::: Texto proporcionado
Si nos ponemos realistas, el mundo es un lugar monstruoso en el que predomina el sufrimiento sobre el bienestar (so pena de pecar de soberbia, remito a otro artículo mío en donde ahondo en esta tesis: «The overwhelming prevalence of suffering in nature»). Los animales sintientes, insectos inclusive, sufren condiciones climáticas adversas, enfermedades, depredación, lesiones de lo más variopintas, emociones negativas como el miedo, estrés o una selección reproductiva que implica que nazcan muchos más individuos de una especie de los que sobrevivirán —la llamada estrategia reproductiva r—.
Aunque algunos, como el británico David Pearce, hayan puesto el acento sobre la posibilidad de que una futura singularidad tecnológica permitirá revertir el predominio del sufrimiento, la verdad es que tal cosa parece inverosímil. Conllevaría rediseñar una dinámica incrustada en las mismísimas leyes de la naturaleza, en las entrañas de nuestra realidad. No obstante, tal y como la he perfilado, una ética coherente demanda afrontar de raíz el gran reto, que no es otro que la prevalencia de las experiencias negativas sobre las positivas. A su vera, cualquier otra diatriba moral palidece.
Dado que el desarrollo tecnológico futuro no semeja una solución viable, ¿qué opciones nos quedan? Hay quien llama la atención sobre la necesidad de aumentar las intervenciones en la naturaleza para reducir el sufrimiento. Esto ya se hace en ocasiones, como cuando, después de alguna tragedia del tipo de incendios o inundaciones, se ayuda tanto a animales como a humanos. La reclamación es que estas ayudas a los seres sintientes no se circunscriban a situaciones puntuales, sino que sean permanentes. Sin duda, siempre y cuando no aumenten colateralmente el sufrimiento, estas intervenciones resultan moralmente loables (por lo menos para mi gusto). Ahora bien, no se puede perder de vista su condición de parche. Ayudar a un ciervo que se ha caído a un pozo, o que tiene una pata rota, no evitará que, dada la dinámica natural, muchos ciervos sean depredados de formas espantosas por lobos que sufren lo indecible por el hambre.
::::::
::: Material proporcionado
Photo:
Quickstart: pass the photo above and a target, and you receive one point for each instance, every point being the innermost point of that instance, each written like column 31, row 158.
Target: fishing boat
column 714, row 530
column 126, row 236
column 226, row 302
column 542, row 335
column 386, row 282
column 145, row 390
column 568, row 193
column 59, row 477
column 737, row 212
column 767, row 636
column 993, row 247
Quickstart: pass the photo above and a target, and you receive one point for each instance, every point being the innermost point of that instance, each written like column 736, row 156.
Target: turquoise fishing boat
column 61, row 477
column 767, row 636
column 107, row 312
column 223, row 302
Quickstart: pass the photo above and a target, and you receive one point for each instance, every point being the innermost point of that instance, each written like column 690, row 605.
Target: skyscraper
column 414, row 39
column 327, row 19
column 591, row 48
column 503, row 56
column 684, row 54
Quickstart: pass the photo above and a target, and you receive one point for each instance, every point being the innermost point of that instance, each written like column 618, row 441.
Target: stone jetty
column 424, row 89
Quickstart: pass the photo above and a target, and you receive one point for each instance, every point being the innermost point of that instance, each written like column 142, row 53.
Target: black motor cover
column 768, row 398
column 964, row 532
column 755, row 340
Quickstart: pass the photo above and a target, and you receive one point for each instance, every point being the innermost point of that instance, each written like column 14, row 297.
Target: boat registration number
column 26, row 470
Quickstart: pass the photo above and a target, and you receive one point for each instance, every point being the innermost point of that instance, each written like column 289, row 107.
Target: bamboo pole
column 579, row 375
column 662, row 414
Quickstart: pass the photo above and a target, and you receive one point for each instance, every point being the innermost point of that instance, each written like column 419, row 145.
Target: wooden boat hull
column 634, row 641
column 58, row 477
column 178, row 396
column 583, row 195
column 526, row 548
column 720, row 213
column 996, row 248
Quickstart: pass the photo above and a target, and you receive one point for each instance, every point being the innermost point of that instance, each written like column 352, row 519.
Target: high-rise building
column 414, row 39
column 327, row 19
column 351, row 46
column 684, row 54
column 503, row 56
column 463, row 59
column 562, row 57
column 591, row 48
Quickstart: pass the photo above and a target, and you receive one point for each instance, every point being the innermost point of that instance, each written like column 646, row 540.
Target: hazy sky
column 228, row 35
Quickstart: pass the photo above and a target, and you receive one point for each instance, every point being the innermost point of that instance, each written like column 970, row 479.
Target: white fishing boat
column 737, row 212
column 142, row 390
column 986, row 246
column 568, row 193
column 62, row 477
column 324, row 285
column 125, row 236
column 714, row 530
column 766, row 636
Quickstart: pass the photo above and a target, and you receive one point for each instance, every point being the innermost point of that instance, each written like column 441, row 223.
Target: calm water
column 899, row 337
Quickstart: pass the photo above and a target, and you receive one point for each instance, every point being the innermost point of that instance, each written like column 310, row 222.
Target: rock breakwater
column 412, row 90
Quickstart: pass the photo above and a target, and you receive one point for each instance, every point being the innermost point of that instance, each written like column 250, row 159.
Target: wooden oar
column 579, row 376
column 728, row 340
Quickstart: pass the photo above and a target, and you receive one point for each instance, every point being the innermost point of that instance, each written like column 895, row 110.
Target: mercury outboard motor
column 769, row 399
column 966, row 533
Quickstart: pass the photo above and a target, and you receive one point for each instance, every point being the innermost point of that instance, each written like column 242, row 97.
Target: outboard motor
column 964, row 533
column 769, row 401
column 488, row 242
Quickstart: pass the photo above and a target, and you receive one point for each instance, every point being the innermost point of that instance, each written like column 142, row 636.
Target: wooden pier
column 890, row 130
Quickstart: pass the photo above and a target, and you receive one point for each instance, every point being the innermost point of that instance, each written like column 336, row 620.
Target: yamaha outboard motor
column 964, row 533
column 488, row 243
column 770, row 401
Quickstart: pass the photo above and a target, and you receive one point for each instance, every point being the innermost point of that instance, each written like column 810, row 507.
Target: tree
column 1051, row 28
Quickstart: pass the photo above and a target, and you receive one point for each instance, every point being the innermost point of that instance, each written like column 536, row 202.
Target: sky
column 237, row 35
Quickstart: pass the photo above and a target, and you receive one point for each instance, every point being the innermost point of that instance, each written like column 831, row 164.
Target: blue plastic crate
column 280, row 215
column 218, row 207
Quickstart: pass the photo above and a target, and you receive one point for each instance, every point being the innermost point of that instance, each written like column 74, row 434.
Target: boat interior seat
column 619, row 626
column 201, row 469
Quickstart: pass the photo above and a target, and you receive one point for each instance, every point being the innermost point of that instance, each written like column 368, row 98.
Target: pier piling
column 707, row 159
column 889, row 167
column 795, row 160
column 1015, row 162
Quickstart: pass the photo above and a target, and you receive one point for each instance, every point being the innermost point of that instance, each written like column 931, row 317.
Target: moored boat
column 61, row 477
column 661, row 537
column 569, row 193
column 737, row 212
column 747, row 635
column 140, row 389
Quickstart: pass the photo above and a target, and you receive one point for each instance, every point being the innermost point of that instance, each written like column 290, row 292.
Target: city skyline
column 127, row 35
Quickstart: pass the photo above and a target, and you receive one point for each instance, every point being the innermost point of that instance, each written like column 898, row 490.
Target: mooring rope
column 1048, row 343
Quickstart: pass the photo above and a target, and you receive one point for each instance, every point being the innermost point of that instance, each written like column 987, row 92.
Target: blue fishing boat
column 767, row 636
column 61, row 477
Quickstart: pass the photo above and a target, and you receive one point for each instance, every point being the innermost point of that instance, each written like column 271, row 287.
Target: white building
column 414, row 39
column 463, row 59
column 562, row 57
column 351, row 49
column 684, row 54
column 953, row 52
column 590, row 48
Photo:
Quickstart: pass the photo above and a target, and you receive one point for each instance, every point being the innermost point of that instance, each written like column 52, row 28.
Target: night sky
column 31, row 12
::::::
● **Tarea 1**
Indica si cada afirmación coincide con el texto sobre el sufrimiento en la naturaleza. Responde sí o no y cita las palabras exactas del texto que lo deciden. (a) El autor considera verosímil que una singularidad tecnológica futura revierta el predominio del sufrimiento. (b) El texto afirma que ya se presta ayuda a animales y humanos tras incendios o inundaciones. (c) El texto cuenta a los insectos entre los animales sintientes que sufren.
● **Tarea 2**
Prosigue el texto sobre el sufrimiento en la naturaleza a partir de su última oración.

● **Respuesta final 1**
(a) No: «la verdad es que tal cosa parece inverosímil».
(b) Sí: «después de alguna tragedia del tipo de incendios o inundaciones, se ayuda tanto a animales como a humanos».
(c) Sí: «Los animales sintientes, insectos inclusive, sufren condiciones climáticas adversas».

● **Respuesta final 2**
La única salida coherente al gran reto de la ética es la extincionista. Terminar con toda vida sintiente de una forma indolora, lo más instantáneamente posible, se presenta de esta guisa como la demanda medular de la ética. Puesto que la naturaleza connatural a la vida conlleva una prevalencia del sufrimiento, solo resta terminar con la vida y retornar el planeta a su condición previa de astro libre de conciencia. Este, creo, es el incómodo e ineludible corolario al que nos arrastra el razonamiento moral. Y, pese a todo, como dije al principio, se me antoja una conclusión absurda.
¿Cómo conciliar ambas posiciones? De una parte, la ética no puede demandar el propio sacrificio pero, de la otra, la ética de hecho demanda la extinción de la dinámica de la naturaleza. Estoy convencido de ambos cuernos del dilema, por lo que no me queda otra que renunciar al mismo razonamiento moral y acatar, con Nietzsche, que Dios (el Bien, el Sentido…) ha muerto. Que la ética es un discurso útil para ciertos propósitos persuasivos, pero absurdo en su esencia.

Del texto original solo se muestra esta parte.